#### Exercise requirements
Please copy exactly every line from the one that contains "Exercise. Mark the still" to the end of the data below, with both ends included and no other lines.

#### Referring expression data
*** Begin section ***

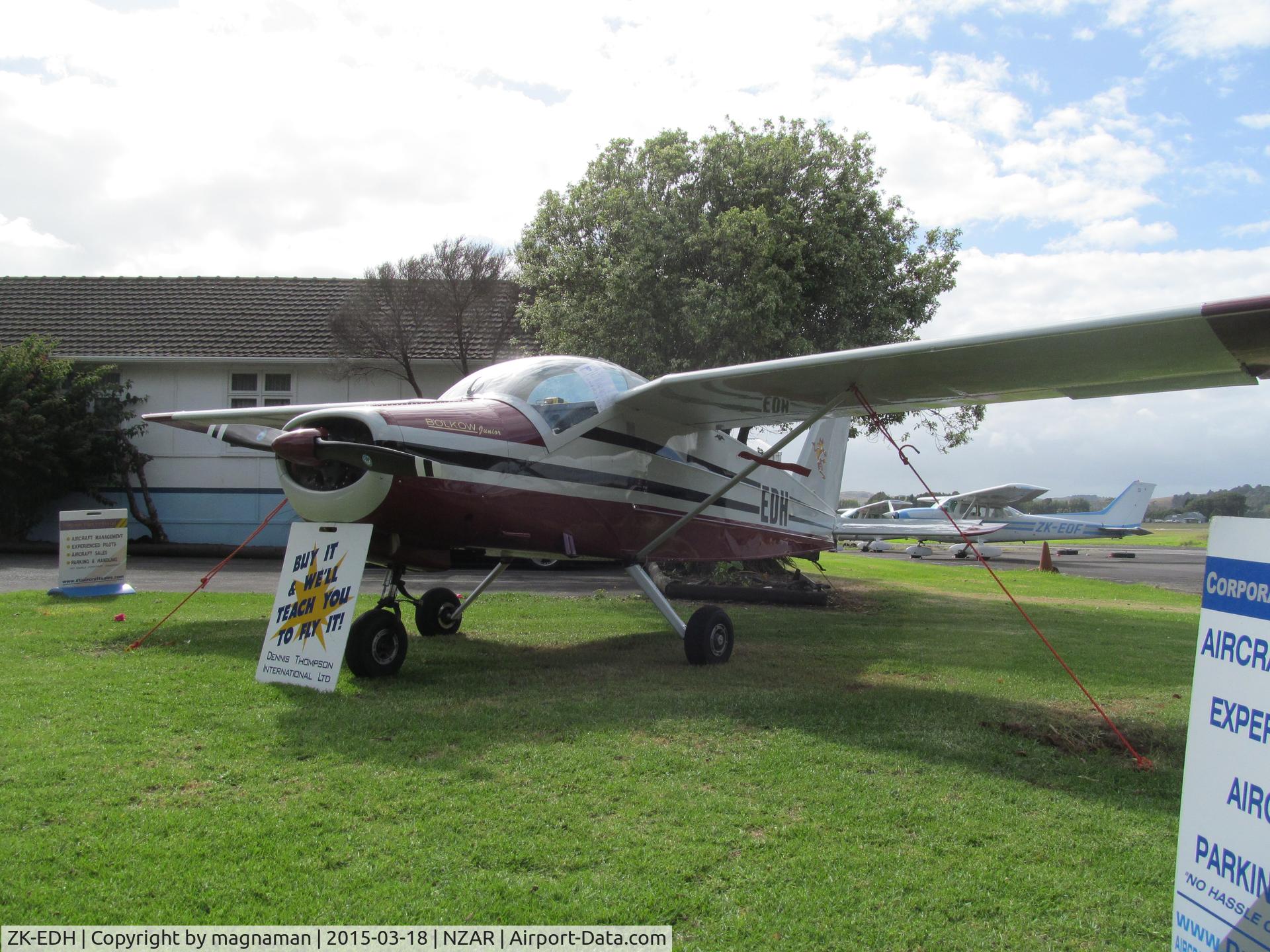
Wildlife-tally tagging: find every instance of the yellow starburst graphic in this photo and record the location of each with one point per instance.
(317, 596)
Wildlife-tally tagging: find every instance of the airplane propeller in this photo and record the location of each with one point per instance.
(310, 447)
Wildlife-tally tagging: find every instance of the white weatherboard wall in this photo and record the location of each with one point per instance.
(207, 492)
(1222, 890)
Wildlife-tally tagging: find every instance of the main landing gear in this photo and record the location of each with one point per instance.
(378, 640)
(708, 636)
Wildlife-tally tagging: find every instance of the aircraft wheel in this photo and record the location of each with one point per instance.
(432, 614)
(708, 639)
(376, 645)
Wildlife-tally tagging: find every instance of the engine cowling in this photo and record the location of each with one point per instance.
(332, 491)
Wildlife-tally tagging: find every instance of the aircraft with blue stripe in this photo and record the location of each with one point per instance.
(990, 516)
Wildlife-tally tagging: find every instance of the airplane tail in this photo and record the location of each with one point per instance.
(1127, 510)
(825, 454)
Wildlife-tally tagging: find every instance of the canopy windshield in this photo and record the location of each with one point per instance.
(563, 390)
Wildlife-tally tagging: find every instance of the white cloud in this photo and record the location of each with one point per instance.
(1257, 227)
(1119, 234)
(1180, 441)
(1214, 27)
(269, 136)
(19, 233)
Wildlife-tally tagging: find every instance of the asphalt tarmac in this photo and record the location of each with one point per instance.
(1179, 569)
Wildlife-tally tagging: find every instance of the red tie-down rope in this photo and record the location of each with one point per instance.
(207, 578)
(1142, 762)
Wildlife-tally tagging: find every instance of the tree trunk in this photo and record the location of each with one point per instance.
(150, 517)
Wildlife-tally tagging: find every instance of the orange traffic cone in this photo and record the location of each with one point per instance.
(1047, 564)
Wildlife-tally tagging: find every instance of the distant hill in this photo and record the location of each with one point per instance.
(1216, 502)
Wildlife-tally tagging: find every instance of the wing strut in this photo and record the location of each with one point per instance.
(756, 461)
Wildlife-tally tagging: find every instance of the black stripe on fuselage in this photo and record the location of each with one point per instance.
(567, 474)
(624, 440)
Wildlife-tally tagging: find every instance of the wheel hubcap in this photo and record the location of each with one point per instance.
(384, 647)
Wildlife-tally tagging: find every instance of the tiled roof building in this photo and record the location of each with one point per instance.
(210, 317)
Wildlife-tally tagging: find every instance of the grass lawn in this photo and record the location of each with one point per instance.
(910, 771)
(1162, 534)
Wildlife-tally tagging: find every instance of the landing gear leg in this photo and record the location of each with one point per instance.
(376, 641)
(440, 611)
(708, 636)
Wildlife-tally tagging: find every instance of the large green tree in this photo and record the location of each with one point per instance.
(63, 429)
(743, 245)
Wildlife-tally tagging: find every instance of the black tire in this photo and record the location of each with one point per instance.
(432, 612)
(376, 645)
(709, 636)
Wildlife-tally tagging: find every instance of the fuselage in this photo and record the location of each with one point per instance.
(494, 474)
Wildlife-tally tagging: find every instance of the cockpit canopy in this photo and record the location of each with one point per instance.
(563, 390)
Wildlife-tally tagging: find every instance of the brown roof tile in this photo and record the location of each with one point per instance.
(240, 317)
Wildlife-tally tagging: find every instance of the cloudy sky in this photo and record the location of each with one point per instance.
(1100, 158)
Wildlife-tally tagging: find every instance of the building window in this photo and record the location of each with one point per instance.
(258, 389)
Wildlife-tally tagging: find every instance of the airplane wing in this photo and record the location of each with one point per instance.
(1203, 346)
(253, 427)
(883, 507)
(934, 530)
(1010, 494)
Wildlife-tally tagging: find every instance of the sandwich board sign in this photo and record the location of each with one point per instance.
(1222, 884)
(93, 553)
(314, 604)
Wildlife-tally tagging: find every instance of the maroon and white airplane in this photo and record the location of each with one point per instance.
(579, 459)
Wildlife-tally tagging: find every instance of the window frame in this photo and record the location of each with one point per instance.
(261, 395)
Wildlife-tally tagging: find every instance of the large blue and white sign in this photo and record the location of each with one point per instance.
(313, 608)
(93, 554)
(1222, 891)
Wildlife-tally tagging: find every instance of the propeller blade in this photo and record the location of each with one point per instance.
(367, 456)
(310, 447)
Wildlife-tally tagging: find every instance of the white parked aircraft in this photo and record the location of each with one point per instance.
(988, 516)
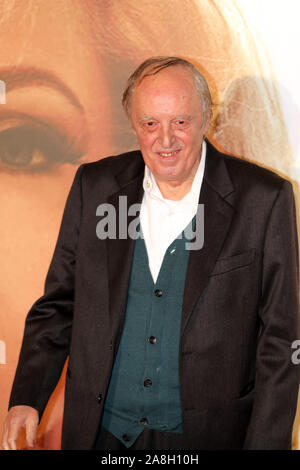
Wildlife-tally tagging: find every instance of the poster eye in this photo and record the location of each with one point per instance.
(29, 148)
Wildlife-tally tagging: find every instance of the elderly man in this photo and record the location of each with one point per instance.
(172, 345)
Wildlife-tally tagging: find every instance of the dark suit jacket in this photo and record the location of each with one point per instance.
(238, 384)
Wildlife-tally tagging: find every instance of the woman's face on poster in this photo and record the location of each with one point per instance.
(56, 115)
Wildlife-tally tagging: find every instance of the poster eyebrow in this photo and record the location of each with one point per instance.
(22, 76)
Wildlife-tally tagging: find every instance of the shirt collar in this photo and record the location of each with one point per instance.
(151, 188)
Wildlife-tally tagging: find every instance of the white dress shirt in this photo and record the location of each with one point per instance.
(162, 220)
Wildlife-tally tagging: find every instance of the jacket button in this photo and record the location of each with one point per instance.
(99, 397)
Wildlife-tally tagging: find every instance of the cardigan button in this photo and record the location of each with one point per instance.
(99, 397)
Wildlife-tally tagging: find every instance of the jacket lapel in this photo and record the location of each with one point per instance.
(218, 214)
(120, 250)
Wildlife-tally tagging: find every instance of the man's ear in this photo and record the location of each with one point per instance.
(207, 123)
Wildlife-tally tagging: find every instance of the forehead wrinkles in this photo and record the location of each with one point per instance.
(166, 89)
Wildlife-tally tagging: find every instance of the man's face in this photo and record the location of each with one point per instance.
(166, 113)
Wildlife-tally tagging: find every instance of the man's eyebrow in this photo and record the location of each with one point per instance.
(146, 118)
(22, 76)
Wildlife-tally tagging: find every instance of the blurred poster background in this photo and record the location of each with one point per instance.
(63, 67)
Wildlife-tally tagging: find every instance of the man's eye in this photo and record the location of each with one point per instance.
(150, 125)
(181, 123)
(29, 148)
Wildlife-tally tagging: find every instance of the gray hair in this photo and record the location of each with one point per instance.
(153, 66)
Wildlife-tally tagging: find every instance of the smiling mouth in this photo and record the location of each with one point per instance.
(168, 154)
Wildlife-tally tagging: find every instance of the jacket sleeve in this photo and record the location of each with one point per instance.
(277, 377)
(48, 324)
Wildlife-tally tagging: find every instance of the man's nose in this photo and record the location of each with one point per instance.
(166, 136)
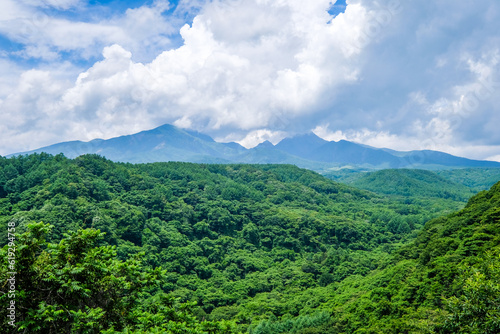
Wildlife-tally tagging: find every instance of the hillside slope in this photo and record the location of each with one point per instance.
(246, 242)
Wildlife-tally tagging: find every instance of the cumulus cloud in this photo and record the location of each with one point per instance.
(405, 75)
(45, 34)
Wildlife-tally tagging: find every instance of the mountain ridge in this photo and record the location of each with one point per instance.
(170, 143)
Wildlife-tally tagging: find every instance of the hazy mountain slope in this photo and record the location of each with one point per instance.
(169, 143)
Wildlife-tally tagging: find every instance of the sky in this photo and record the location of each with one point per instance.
(399, 74)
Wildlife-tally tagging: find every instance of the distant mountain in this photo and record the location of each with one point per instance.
(169, 143)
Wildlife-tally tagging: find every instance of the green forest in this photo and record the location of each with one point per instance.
(105, 247)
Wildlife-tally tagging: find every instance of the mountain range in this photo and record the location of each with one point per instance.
(169, 143)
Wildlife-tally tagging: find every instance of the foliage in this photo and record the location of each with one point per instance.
(194, 248)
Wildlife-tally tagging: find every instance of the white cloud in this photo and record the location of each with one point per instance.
(144, 30)
(405, 75)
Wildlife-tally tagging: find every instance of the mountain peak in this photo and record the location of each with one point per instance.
(265, 144)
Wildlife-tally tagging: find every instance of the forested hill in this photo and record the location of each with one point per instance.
(258, 248)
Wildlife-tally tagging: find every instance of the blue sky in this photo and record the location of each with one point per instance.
(389, 73)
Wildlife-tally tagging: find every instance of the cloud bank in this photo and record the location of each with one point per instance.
(405, 75)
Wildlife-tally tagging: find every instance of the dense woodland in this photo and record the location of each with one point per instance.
(108, 247)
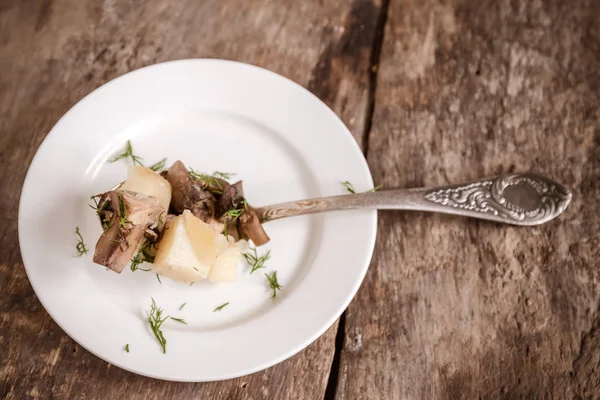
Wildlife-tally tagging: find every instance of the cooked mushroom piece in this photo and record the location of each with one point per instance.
(132, 215)
(251, 228)
(232, 197)
(187, 193)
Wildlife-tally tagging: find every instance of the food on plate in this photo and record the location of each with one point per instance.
(191, 250)
(191, 226)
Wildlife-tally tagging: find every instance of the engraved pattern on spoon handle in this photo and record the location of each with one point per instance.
(519, 199)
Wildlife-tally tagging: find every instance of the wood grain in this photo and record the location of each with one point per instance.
(52, 53)
(461, 309)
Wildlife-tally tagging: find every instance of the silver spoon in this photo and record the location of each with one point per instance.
(518, 199)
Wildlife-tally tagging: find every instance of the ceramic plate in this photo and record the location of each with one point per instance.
(281, 141)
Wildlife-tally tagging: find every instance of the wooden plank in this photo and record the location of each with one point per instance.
(52, 53)
(460, 309)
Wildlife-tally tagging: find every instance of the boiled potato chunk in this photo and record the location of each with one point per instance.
(144, 180)
(191, 250)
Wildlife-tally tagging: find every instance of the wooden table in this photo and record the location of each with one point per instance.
(434, 91)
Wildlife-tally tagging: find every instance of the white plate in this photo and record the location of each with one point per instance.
(213, 115)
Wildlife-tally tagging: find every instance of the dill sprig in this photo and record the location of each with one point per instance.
(96, 205)
(273, 284)
(155, 319)
(158, 166)
(349, 187)
(255, 261)
(210, 182)
(221, 307)
(234, 215)
(223, 175)
(181, 321)
(127, 153)
(139, 258)
(80, 246)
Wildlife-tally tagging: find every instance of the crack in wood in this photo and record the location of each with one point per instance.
(374, 69)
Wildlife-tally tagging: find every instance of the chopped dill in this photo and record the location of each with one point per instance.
(233, 215)
(155, 319)
(158, 166)
(211, 183)
(80, 246)
(255, 261)
(223, 175)
(273, 284)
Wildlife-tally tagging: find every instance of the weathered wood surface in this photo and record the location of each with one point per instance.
(450, 308)
(52, 53)
(455, 308)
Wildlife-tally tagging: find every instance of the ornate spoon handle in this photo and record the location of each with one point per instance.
(518, 199)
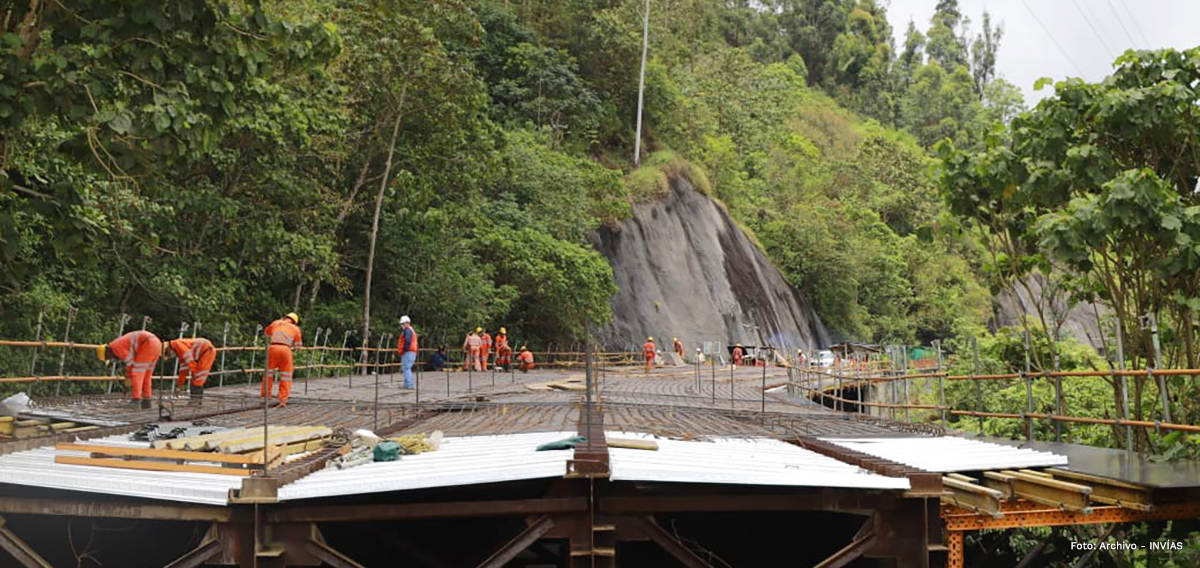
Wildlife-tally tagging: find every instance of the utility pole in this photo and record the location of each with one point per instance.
(641, 83)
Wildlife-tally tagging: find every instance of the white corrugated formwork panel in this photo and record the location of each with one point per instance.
(947, 454)
(37, 468)
(466, 460)
(742, 461)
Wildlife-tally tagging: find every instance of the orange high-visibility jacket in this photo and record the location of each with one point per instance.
(283, 332)
(412, 345)
(196, 354)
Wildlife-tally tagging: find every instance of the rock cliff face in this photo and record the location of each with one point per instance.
(685, 269)
(1079, 322)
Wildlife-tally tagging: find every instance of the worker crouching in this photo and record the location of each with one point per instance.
(139, 351)
(196, 358)
(285, 335)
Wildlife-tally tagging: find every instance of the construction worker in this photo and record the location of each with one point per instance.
(407, 348)
(139, 351)
(648, 351)
(471, 347)
(525, 358)
(196, 357)
(485, 346)
(285, 335)
(503, 352)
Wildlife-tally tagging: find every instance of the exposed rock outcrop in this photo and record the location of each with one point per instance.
(685, 269)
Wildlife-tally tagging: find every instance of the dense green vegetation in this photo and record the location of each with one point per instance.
(214, 161)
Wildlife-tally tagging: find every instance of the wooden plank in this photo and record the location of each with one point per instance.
(630, 443)
(156, 466)
(166, 454)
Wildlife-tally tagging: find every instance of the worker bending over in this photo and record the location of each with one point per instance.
(648, 352)
(285, 335)
(503, 352)
(525, 358)
(485, 346)
(471, 346)
(196, 357)
(139, 351)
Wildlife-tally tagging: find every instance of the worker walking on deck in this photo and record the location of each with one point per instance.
(196, 357)
(407, 348)
(285, 335)
(485, 347)
(648, 352)
(503, 352)
(139, 351)
(471, 347)
(525, 358)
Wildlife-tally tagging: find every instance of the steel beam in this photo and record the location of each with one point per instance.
(672, 545)
(522, 540)
(1110, 491)
(401, 512)
(114, 509)
(330, 555)
(17, 548)
(1045, 518)
(857, 502)
(197, 556)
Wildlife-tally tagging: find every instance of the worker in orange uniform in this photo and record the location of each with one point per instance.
(525, 358)
(648, 351)
(139, 351)
(485, 346)
(285, 335)
(196, 357)
(471, 347)
(503, 352)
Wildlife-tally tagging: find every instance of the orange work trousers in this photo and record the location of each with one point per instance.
(202, 369)
(141, 371)
(279, 366)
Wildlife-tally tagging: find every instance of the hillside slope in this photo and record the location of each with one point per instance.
(685, 269)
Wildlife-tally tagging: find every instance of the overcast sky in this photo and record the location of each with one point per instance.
(1089, 33)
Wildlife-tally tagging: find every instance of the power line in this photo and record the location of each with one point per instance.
(1097, 34)
(1063, 52)
(1137, 25)
(1132, 42)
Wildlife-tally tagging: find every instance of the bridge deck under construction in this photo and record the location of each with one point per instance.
(725, 442)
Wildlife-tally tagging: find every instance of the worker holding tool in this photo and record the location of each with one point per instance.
(485, 346)
(285, 335)
(525, 358)
(503, 352)
(407, 348)
(471, 346)
(648, 351)
(196, 357)
(139, 351)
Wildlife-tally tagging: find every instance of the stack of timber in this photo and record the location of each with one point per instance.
(235, 452)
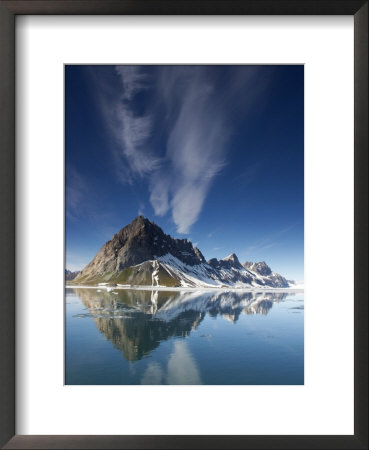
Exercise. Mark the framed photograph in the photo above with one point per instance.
(184, 224)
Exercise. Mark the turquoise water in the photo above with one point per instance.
(171, 337)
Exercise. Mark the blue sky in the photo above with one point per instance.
(211, 153)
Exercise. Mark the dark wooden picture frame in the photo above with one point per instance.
(8, 12)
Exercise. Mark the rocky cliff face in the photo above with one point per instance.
(142, 254)
(136, 243)
(69, 275)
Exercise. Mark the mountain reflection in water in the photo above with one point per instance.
(136, 321)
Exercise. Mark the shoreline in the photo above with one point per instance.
(108, 288)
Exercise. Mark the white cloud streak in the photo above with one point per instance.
(197, 126)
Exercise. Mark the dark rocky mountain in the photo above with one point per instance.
(142, 254)
(69, 275)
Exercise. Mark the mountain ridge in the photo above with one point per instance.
(142, 254)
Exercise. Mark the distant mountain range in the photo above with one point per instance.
(141, 254)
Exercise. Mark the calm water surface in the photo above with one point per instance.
(171, 337)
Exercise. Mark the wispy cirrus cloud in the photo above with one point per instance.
(194, 113)
(75, 193)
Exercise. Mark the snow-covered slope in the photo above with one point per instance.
(142, 254)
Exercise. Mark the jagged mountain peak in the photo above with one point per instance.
(142, 254)
(261, 267)
(232, 257)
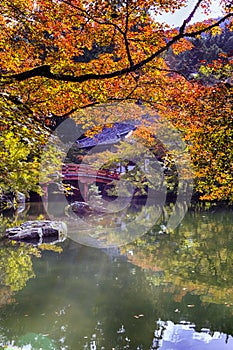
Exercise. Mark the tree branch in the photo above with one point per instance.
(45, 70)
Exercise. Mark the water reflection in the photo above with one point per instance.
(164, 291)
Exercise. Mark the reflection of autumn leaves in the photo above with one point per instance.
(16, 265)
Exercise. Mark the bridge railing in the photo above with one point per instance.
(83, 170)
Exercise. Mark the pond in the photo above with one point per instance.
(162, 291)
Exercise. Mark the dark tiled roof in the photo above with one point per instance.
(108, 135)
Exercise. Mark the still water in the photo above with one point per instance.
(164, 291)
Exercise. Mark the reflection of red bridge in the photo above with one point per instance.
(88, 174)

*** End section ***

#### Your response
Exercise. Mark the still water in the photo above with one point per instance.
(164, 291)
Exercise. Mark the reflection of red bridge in the photo above with one point per instance.
(88, 174)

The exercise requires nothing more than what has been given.